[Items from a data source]
↓↓↓
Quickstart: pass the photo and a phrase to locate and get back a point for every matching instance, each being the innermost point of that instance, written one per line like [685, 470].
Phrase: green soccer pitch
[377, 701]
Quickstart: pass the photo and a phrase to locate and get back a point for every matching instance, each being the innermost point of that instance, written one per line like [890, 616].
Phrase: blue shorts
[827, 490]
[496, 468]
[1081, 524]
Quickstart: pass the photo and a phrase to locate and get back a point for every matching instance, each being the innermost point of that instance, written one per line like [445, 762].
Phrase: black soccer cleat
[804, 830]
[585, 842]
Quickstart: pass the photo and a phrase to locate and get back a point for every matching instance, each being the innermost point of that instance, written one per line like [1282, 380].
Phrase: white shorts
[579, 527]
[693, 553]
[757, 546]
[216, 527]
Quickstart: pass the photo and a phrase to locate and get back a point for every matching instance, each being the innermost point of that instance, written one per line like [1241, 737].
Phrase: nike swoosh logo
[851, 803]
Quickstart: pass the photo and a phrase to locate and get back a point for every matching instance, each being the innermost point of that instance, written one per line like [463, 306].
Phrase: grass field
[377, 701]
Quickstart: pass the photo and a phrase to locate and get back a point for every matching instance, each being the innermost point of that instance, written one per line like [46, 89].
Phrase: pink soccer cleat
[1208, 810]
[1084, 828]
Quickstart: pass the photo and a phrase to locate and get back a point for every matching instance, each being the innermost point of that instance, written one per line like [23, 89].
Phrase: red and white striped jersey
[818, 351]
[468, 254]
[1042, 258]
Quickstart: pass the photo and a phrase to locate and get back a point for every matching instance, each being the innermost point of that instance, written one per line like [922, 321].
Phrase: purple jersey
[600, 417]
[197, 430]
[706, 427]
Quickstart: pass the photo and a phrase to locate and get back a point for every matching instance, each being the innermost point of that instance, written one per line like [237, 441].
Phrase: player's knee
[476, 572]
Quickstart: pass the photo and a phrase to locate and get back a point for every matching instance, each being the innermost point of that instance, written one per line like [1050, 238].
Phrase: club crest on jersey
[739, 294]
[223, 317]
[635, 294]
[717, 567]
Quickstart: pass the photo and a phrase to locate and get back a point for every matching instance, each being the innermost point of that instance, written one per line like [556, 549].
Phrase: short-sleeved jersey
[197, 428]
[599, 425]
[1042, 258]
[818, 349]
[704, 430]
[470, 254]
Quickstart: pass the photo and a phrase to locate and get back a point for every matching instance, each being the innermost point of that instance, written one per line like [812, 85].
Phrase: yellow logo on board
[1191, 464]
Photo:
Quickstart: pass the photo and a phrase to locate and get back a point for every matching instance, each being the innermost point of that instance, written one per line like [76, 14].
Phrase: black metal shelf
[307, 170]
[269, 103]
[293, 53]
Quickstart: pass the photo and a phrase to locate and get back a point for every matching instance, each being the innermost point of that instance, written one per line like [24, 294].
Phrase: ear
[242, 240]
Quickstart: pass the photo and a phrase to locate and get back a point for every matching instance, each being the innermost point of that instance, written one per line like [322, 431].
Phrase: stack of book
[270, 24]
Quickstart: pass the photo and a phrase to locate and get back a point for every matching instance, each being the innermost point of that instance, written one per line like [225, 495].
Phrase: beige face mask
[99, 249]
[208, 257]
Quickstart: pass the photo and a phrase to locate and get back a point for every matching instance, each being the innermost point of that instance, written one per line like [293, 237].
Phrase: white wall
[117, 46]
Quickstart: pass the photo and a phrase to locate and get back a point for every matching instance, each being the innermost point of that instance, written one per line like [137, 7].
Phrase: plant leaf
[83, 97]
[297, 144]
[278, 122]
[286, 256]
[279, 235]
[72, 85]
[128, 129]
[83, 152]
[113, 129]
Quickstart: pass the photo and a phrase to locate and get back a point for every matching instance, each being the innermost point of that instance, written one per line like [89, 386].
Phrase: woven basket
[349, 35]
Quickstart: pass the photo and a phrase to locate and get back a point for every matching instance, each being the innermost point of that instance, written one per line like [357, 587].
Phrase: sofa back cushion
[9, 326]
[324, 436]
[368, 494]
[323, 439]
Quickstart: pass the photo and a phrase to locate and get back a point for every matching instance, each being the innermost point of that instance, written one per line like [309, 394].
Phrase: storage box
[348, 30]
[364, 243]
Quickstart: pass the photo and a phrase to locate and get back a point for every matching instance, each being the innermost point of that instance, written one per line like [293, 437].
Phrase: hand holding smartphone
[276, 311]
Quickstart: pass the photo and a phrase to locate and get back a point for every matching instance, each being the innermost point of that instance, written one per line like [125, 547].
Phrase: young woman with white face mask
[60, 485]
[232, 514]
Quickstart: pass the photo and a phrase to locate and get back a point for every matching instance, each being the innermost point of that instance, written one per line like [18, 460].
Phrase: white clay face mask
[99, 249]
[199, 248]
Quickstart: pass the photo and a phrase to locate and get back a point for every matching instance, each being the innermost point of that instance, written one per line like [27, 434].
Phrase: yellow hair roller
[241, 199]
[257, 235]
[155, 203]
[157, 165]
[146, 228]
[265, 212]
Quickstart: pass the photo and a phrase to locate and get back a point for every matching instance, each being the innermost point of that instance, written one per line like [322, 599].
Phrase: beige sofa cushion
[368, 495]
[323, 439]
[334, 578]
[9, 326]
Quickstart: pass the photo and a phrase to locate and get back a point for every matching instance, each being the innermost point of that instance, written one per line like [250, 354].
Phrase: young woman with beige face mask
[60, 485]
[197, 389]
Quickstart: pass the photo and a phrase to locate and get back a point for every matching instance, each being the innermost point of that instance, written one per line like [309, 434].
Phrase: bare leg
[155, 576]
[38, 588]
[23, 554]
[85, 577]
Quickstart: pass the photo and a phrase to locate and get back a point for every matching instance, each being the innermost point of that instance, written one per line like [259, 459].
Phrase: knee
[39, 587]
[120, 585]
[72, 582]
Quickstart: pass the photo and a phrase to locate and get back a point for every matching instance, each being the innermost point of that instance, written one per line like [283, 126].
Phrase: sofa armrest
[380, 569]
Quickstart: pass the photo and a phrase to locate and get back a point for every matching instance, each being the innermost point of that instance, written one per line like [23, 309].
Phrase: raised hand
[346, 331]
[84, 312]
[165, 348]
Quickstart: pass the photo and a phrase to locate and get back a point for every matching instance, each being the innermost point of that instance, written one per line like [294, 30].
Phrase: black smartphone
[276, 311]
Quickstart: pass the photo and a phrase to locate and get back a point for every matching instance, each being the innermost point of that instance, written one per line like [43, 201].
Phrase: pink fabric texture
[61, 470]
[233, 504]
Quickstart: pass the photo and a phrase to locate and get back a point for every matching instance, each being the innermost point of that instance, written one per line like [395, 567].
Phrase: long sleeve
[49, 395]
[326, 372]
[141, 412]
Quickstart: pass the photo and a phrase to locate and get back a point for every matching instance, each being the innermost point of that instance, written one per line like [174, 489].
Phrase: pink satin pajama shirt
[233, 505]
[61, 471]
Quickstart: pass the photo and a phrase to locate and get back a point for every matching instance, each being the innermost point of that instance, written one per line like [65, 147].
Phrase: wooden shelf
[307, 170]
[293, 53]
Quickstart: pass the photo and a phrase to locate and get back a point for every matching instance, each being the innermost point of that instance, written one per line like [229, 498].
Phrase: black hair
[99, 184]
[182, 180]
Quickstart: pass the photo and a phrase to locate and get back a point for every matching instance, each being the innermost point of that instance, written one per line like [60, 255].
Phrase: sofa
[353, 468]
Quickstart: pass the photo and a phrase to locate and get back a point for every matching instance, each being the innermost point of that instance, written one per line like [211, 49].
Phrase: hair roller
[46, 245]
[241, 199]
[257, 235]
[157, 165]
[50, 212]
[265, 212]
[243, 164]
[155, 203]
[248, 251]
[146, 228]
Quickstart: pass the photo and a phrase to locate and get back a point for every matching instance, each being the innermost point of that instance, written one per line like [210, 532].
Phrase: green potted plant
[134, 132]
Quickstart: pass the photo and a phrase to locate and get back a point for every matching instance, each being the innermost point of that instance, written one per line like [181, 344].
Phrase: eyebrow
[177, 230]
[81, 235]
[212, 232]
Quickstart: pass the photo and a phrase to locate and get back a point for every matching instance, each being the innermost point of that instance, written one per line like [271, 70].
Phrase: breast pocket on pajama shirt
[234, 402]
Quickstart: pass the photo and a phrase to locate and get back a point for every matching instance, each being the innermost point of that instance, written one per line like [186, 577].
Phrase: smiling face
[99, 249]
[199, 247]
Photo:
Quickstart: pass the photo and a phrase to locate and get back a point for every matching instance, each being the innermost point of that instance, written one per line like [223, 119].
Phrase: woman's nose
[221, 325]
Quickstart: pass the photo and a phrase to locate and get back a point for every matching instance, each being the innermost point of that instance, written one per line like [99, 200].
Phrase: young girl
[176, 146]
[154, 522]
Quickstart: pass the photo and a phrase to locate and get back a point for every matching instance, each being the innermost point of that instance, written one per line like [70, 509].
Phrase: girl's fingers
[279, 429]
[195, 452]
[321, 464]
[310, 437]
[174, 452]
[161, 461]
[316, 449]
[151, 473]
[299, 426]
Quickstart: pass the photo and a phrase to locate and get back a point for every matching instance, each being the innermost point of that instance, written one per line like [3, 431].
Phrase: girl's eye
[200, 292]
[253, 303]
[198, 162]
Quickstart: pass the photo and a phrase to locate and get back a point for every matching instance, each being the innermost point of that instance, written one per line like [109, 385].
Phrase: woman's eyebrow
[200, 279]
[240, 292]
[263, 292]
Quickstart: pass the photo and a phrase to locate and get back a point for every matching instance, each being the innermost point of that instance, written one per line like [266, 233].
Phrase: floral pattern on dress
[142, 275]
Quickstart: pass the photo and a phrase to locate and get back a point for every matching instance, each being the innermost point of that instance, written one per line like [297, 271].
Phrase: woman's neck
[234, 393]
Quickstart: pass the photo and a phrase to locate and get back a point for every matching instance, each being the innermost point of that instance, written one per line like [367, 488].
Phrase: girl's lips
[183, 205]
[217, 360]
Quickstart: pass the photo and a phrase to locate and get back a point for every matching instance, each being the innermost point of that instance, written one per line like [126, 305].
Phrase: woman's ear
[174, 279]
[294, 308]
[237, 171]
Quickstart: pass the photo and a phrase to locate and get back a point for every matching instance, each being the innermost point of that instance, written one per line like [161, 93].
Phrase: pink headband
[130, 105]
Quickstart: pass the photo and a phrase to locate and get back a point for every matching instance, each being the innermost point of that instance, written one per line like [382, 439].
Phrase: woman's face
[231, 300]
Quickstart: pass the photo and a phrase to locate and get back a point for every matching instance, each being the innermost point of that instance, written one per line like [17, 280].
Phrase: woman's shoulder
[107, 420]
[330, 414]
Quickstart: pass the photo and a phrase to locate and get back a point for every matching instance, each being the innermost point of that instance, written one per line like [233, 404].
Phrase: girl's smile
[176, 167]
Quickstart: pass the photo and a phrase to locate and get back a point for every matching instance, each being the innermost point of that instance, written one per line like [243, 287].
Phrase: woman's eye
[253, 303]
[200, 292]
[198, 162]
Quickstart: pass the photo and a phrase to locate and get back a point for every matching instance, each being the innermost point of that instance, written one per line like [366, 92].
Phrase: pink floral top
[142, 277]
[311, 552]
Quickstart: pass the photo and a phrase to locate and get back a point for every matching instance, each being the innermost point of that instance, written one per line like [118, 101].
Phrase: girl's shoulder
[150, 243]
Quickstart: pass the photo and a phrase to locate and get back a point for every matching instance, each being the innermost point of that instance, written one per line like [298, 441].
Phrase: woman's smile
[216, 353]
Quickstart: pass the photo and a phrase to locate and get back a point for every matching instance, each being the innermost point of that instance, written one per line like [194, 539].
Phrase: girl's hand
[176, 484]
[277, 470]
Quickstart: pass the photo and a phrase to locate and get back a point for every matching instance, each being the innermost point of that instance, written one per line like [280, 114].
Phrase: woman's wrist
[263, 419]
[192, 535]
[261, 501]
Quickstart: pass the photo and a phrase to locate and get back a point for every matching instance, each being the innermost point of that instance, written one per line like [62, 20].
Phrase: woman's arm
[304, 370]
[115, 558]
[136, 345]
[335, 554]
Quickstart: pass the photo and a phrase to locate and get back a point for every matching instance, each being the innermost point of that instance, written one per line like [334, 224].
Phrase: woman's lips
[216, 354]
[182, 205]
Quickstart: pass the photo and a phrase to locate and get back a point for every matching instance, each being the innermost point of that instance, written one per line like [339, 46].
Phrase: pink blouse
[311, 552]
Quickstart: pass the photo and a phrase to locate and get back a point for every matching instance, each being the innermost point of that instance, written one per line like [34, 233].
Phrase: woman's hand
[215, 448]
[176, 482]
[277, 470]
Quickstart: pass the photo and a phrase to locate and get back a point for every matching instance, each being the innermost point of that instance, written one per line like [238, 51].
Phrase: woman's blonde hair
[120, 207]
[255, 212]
↑↑↑
Set task: Copy out, without changes, the lines of the listing beginning with the one containing "like [339, 46]." and continuing through its last line.

Final result:
Quickstart: pass the photo and a phrase to locate and get back a point for every matching instance, each being the innermost point of that instance, written one per line like [339, 46].
Phrase: pink blouse
[311, 552]
Quickstart: pass the photo and a phrase to locate and get back a point for every matching instance, each being the innermost point of that instance, written one per line like [34, 233].
Phrase: woman's hand
[215, 448]
[176, 482]
[277, 470]
Quickstart: pass the photo and a phrase to locate and get back a point for every matching instance, each being the innermost point of that instance, written one per line like [238, 51].
Phrase: woman's blonde hair
[120, 207]
[255, 212]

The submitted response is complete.